* What needs to be done:
Would you restate the data exactly as given?
--- START ---
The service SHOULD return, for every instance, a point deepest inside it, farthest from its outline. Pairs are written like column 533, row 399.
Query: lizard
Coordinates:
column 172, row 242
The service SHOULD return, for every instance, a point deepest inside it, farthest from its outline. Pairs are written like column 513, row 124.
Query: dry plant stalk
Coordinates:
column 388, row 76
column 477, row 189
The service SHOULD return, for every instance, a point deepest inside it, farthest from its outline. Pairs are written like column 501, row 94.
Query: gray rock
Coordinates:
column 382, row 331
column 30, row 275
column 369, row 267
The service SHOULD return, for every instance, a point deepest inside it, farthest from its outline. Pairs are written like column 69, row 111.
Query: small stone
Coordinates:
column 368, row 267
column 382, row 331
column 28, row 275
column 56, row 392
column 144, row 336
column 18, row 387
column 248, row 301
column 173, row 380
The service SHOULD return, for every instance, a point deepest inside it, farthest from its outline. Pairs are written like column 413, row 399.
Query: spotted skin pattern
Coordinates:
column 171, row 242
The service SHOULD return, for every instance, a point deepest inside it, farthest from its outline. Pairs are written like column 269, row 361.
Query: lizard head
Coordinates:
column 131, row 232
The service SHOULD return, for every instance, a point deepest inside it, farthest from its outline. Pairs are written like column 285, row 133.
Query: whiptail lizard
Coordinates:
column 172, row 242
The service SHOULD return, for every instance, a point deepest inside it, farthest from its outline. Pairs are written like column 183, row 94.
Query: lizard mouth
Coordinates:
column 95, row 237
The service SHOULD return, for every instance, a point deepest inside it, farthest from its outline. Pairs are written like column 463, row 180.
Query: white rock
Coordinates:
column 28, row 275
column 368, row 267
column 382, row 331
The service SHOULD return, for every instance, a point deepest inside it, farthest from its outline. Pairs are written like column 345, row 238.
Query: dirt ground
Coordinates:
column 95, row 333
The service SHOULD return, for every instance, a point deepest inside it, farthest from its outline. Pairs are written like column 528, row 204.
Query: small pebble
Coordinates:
--- END ---
* Response:
The service SHOULD return, for every instance, a point deepest inside it, farthest from its outline. Pairs are written like column 533, row 399.
Query: lizard
Coordinates:
column 172, row 242
The service SHOULD return, for every instance, a point deepest inside it, farthest from its outline. Pairs are written like column 513, row 124.
Query: dry plant stalk
Coordinates:
column 388, row 76
column 477, row 189
The service SHOULD return, for every instance, a point deepest inside it, farthest from its outline. Pairs are written like column 501, row 94.
Query: gray rock
Coordinates:
column 382, row 331
column 30, row 275
column 369, row 267
The service SHOULD return, for every instance, a point deepest inside it, farthest from its outline. Pairs are written like column 69, row 111.
Query: small stone
Coordinates:
column 368, row 267
column 382, row 331
column 28, row 275
column 56, row 392
column 144, row 336
column 18, row 387
column 248, row 301
column 173, row 380
The service SHOULD return, for every instance, a point deepest inside it, farthest from its outline. Pairs are written like column 413, row 399.
Query: spotted skin pattern
Coordinates:
column 171, row 242
The service SHOULD return, for every instance, a point deepest inside it, farthest from its outline. Pairs are written like column 269, row 361.
Query: lizard head
Coordinates:
column 131, row 232
The service SHOULD return, for every instance, a point deepest inside it, farthest from its outline. Pairs are written like column 285, row 133.
Query: whiptail lizard
Coordinates:
column 172, row 242
The service SHOULD return, for every instance, a point deepest inside it, farthest from its outline. Pairs are written like column 183, row 94.
Query: lizard mouth
Coordinates:
column 95, row 237
The service SHOULD return, for every instance, a point deepest inside it, farthest from its outline. Pairs are written like column 463, row 180.
Query: white rock
Coordinates:
column 28, row 275
column 368, row 267
column 382, row 331
The service SHOULD return, for every instance, a point deepest inside it, farthest from its outline. Pairs are written like column 345, row 238.
Query: dirt ground
Coordinates:
column 95, row 333
The service SHOULD return, for every instance, a point deepest inside it, farthest from its outline. Pairs are written like column 528, row 204.
Query: small pebble
Coordinates:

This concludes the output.